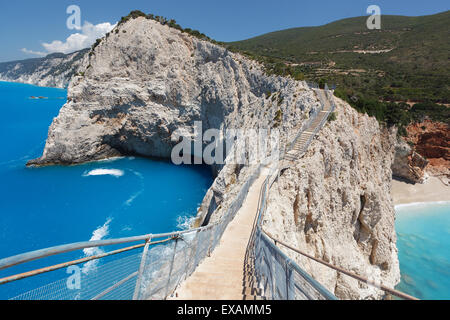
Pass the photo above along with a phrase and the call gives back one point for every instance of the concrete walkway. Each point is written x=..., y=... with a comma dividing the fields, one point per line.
x=223, y=275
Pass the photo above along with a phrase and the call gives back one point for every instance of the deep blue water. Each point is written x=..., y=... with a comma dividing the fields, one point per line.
x=424, y=250
x=44, y=207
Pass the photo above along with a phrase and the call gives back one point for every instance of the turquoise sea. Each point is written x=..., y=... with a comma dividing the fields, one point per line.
x=424, y=249
x=44, y=207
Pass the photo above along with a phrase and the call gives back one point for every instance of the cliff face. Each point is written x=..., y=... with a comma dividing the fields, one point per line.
x=335, y=204
x=54, y=70
x=409, y=165
x=432, y=141
x=146, y=80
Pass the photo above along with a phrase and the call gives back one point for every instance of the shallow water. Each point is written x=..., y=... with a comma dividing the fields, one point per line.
x=44, y=207
x=424, y=249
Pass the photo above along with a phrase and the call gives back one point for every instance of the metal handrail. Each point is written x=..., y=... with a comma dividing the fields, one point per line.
x=43, y=253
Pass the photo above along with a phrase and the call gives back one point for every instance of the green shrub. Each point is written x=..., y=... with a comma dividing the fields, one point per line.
x=332, y=117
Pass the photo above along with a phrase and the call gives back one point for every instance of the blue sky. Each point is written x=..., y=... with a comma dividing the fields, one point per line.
x=29, y=24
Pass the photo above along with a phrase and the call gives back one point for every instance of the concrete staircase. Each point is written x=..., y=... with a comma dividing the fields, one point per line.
x=302, y=141
x=228, y=273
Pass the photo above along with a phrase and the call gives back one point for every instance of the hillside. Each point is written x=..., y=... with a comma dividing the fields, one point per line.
x=407, y=60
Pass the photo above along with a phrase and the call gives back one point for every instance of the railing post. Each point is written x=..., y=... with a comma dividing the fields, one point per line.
x=141, y=269
x=288, y=279
x=171, y=268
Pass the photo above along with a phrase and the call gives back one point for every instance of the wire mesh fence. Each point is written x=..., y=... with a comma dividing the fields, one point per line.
x=157, y=270
x=152, y=273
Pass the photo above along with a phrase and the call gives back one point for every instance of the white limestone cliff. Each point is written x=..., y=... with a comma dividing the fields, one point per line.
x=146, y=80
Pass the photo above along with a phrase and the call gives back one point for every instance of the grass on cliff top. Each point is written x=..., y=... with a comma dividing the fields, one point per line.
x=169, y=22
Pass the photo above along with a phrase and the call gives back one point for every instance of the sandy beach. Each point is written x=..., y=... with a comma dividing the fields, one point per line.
x=431, y=191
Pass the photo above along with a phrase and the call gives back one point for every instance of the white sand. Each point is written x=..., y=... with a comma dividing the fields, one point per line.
x=431, y=191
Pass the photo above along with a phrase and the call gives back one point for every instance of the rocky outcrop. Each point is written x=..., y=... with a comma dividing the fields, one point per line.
x=145, y=80
x=408, y=165
x=54, y=70
x=432, y=141
x=335, y=204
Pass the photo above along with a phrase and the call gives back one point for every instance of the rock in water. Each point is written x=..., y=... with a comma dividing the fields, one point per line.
x=145, y=80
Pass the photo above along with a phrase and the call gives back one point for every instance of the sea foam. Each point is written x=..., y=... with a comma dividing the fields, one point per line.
x=104, y=172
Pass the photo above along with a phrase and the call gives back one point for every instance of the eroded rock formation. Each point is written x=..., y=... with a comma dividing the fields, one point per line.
x=335, y=204
x=145, y=80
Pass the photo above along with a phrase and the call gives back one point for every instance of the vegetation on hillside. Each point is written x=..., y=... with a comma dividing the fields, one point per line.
x=379, y=72
x=164, y=21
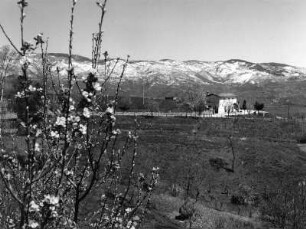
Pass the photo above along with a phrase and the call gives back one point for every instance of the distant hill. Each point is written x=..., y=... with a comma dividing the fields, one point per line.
x=271, y=83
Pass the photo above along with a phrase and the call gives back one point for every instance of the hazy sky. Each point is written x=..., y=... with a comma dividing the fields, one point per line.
x=254, y=30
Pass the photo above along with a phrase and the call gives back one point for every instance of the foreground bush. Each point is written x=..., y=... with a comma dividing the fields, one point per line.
x=71, y=172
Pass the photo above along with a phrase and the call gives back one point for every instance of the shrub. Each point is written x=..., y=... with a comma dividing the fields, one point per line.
x=71, y=171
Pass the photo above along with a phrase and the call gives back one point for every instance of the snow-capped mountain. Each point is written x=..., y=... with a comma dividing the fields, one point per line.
x=171, y=72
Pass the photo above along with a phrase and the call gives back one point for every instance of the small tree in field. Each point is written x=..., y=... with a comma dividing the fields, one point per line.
x=7, y=58
x=69, y=170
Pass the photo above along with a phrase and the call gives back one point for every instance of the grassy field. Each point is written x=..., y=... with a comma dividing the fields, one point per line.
x=213, y=160
x=196, y=156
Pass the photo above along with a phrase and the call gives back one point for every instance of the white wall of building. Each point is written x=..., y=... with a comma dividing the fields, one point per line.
x=225, y=104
□ □ □ □
- [Goal of the exercise]
Reproduce all of the entries above word for word, leaving out the pictures.

- [Exercise response]
Pass the photo above along with a phrase and the call gives back one point for every instance of the concrete walkway. Each point is written x=..., y=... with a comma dividing the fields, one point per line.
x=223, y=275
Pass the photo above along with a phrase and the call gives back one point for every instance of the deep blue water. Each point is written x=..., y=... with a comma dividing the fields, one point per line.
x=424, y=250
x=44, y=207
Pass the photo above along with a phrase and the call gives back one point for every instance of the turquoise sea. Each point is written x=..., y=... with a comma dividing the fields, one point per line.
x=424, y=249
x=44, y=207
Pass the photo above along with a phrase and the call gives back one point for every instance of the cliff face. Each point is written x=..., y=... with a comma dividing the fields, one point per line.
x=335, y=204
x=54, y=70
x=409, y=165
x=432, y=141
x=146, y=80
Pass the photo above along with a phrase and the call gives back one point for every instance of the shallow water. Each point is written x=..., y=... with a comma dividing the fields, one point per line.
x=44, y=207
x=424, y=249
Pass the photo above along with a phrase and the call gives back one point for every instance of the metal handrail. Each point is written x=..., y=... with a comma dividing the fields, one point per line.
x=43, y=253
Pass the photo above along with a phrase and the call gives back one point for every instance of the green shrub. Each point is written x=..., y=... with a comma dividing the fields, one point per line.
x=332, y=117
Pass the photo above along with a phrase and the call gives back one point for every instance of the blue sky. Each point is written x=..., y=... with a comma dividing the fields, one point per line.
x=29, y=24
Pass the photo above along with a phrase and the call gives back one point for every instance of the concrete staircase. Each point is written x=..., y=... with a comma dividing the fields, one point per line.
x=302, y=141
x=228, y=273
Pass the photo above along with a phrase and the call gives back one point for every instance of the hillside. Each point is written x=..., y=... with a comma dividing the fields, one point per line.
x=407, y=60
Pass the photo above along with a phrase and the call gives back one point for every instance of the railing post. Each point is written x=..., y=... with a comma dividing the fields, one point per line.
x=141, y=269
x=288, y=279
x=171, y=268
Pass the photo above along with a phrase and the call gives back one point for every instance of the wire mesh fence. Each point is written x=..., y=... with a comma dividing the fields, one point per line.
x=157, y=270
x=152, y=273
Pass the photo above along with a phrase and the call gives back one point for every instance of the white limestone cliff. Each point is written x=..., y=... with a comma dividing the fields, one point per line.
x=146, y=80
Pass the photo above along with a phrase and the call gives back one point for every instance of the grass on cliff top. Each point is written x=..., y=... with a comma dividing the fields, one point per line.
x=169, y=22
Pass the photo above along with a phrase and the call gives back one point for every instance of the sandy beach. Each point is written x=..., y=... with a comma dividing the fields, one point per line.
x=431, y=191
Pass the photo above along with a phrase and the call gives back one point for every instance of the white sand. Each point is written x=..., y=... with a comma dividing the fields, one point per line.
x=431, y=191
Pass the photo above along with a phrase and the call gives back one point for every instance of the rocky outcrop. Each point is written x=..., y=... with a comma dividing the fields, one point per line.
x=145, y=80
x=408, y=165
x=54, y=70
x=432, y=141
x=335, y=204
Pass the photo above along with a phrase and the call gives back one point for every instance of the rock in water. Each point is written x=..., y=... with a comma dividing the fields, one point per line.
x=145, y=80
Pass the photo above along with a phrase and the call gives back one point for every instance of the sea foam. Each point is written x=..., y=... with a comma dividing the fields, one point per line.
x=104, y=172
Pass the photo above along with a phrase and the call gives back one point for every instance of the eroded rock formation. Each point is written x=..., y=... with a comma dividing the fields, one point per line.
x=335, y=204
x=145, y=80
Pass the photo above along with a phrase and the call gives back one point for every instance of the vegetation on hillside. Each point is written x=..., y=... with a comma dividing the fields, one point per line.
x=379, y=72
x=164, y=21
Pass the photo above along with a phrase and the call gives back one point for every instance of the distant hill. Each point is written x=..., y=... with a comma dividing the fields, one point per line.
x=271, y=83
Pass the photo above along with a phrase and the call gives back one point for every instance of the hazy sky. Each point is written x=..., y=... with a comma dividing the fields, one point per line.
x=254, y=30
Pass the photo above along with a phrase and the call gives back one point for every instance of the foreground bush. Each point is written x=..., y=... with a comma dividing the fields, one point per line.
x=71, y=172
Pass the photo above along with a phrase and the call gives back one point for every instance of the shrub. Each point is written x=..., y=... with a comma dividing the fields, one point per line.
x=71, y=171
Pass the photo above along with a phrase and the call gives back one point for every instance of the snow-capped mountain. Each point is written x=..., y=... with a comma dividing the fields, one point per line.
x=171, y=72
Pass the photo above along with a phrase and the call gives back one point for every instance of the small tree in field. Each point is written x=..., y=... with a comma dividing the fields, one point per line.
x=7, y=58
x=69, y=170
Pass the photo above along with a phrase and the call gives back one point for every instance of the grassy field. Each point is written x=..., y=... with a comma dividing the fields, one point per line.
x=213, y=160
x=196, y=156
Pass the photo above along with a phrase and the call gives back one point for every instance of the white wall of building. Each point is written x=..., y=... with a comma dividing the fields, one point per line.
x=225, y=104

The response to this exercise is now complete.